■ Selection:
_ _ _ _ _ _ _

Khokhar urged India to reconsider its rejection of broad-ranging political talks, but he did not make the confidence-building measures conditional on such talks and welcomed most of India's 12-point proposal.
But while India and Pakistan inched forward with steps to ease travel restrictions and people-to-people contact, their hostile rhetoric barely eased, with each country accusing the other of one-upmanship and insincerity -- an indication of the distrust that remains after 55 years of hot and cold war.
"The time has come for the two countries to indulge in serious negotiations," Khokhar told reporters. "We are clear in our mind. We want to improve our relations with India, but this is going to be on the basis of dignity and honor."
Last week, New Delhi announced a series of proposals to ease tensions with Pakistan after a December 2001 attack on India's parliament brought the South Asian neighbors to the brink of war. India accused Pakistan of sponsoring the attack, a charge Islamabad denied.

_ _ _ _ _ _ _

Point-based annotation data:
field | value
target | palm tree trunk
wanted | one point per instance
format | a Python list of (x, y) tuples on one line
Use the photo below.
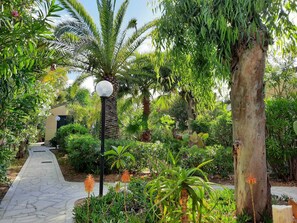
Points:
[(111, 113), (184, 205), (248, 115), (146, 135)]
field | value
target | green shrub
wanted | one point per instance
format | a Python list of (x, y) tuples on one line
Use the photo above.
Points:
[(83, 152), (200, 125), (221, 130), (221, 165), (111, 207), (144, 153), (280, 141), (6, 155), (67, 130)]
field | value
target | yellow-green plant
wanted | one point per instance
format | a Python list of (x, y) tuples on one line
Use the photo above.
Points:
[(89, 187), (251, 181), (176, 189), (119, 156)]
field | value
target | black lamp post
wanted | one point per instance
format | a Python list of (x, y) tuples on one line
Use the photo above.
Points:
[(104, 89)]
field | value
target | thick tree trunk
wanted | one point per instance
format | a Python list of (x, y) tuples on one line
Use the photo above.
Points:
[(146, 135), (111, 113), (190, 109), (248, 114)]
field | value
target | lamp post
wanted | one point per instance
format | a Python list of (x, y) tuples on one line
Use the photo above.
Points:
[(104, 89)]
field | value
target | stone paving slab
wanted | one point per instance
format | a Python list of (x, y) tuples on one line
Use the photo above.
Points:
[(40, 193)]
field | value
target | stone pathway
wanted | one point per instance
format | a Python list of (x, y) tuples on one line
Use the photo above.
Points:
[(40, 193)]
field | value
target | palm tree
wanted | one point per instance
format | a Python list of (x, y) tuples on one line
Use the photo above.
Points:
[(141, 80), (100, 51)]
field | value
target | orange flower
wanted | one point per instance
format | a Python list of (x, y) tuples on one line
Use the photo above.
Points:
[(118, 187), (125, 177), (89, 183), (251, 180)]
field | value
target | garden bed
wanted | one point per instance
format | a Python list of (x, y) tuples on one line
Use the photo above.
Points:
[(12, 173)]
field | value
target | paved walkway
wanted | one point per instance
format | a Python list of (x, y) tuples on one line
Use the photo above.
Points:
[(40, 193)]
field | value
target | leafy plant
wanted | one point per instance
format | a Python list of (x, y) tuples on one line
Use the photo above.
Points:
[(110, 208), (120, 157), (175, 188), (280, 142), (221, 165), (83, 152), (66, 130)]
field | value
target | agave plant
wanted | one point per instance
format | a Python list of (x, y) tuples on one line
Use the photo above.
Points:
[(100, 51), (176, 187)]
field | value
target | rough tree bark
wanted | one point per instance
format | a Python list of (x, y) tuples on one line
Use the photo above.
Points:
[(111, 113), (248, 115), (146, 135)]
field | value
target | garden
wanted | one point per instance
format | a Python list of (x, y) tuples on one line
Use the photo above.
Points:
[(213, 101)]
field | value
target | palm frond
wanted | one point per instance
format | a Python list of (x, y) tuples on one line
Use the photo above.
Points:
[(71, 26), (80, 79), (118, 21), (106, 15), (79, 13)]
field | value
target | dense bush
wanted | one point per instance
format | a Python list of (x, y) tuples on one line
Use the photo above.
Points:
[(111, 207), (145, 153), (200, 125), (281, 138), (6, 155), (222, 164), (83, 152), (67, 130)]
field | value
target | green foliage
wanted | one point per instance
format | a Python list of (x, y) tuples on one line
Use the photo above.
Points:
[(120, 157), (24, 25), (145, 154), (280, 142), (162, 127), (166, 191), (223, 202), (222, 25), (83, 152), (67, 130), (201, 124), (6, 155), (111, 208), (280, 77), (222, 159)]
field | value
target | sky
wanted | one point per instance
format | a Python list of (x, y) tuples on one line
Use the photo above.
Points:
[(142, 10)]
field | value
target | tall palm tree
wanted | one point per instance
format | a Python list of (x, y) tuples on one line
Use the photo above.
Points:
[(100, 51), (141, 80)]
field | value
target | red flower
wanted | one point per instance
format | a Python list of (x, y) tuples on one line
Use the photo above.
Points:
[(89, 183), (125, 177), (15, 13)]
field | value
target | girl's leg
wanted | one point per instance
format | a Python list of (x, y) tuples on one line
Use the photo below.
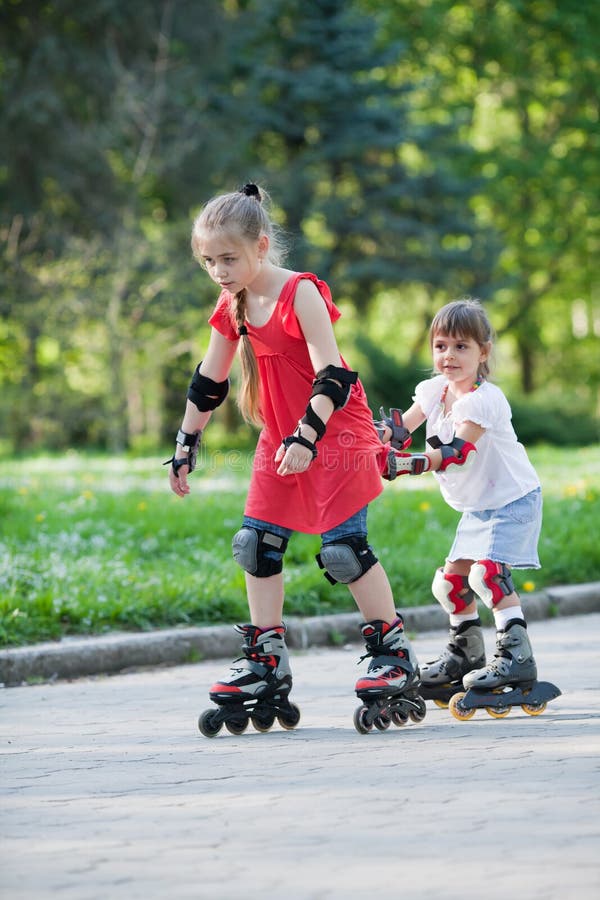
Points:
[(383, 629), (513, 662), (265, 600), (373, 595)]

_ _ _ _ _ _ _

■ Tasks to complete:
• a. Revise the rows beginning at their first line and stopping after the line that contains "[(111, 113), (184, 205), (248, 115), (146, 135)]", replacing "palm tree trunk" with "coconut palm trunk" and leaving all else unchanged. Leave the picture out of your answer.
• b. Carry on the report about India-Pakistan talks, starting right after its last sentence.

■ Outputs in order:
• a.
field | value
target | coconut palm trunk
wanted | one point per instance
format | a Python list of (x, y) tuples on one line
Use the photo below.
Points:
[(111, 113), (184, 205), (248, 115), (146, 135)]

• b.
In the most startling advance, Pakistan accepted India's offer to reopen the road that winds through the mountains from Srinagar to Muzzafarabad, the capitals of Indian- and Pakistani-controlled Kashmir.
The road has huge symbolic importance to Kashmiris, where many families live on both sides of the cease-fire line that divides Kashmir. Both nations claim the former princely state in its entirety; they have fought three wars, two of them about Kashmir.
However, Khokhar said the frontier crossing must be monitored by United Nations personnel, and Kashmiris who use the highway should use U.N. travel documents.
The Indian government had no immediate reaction to the proposal.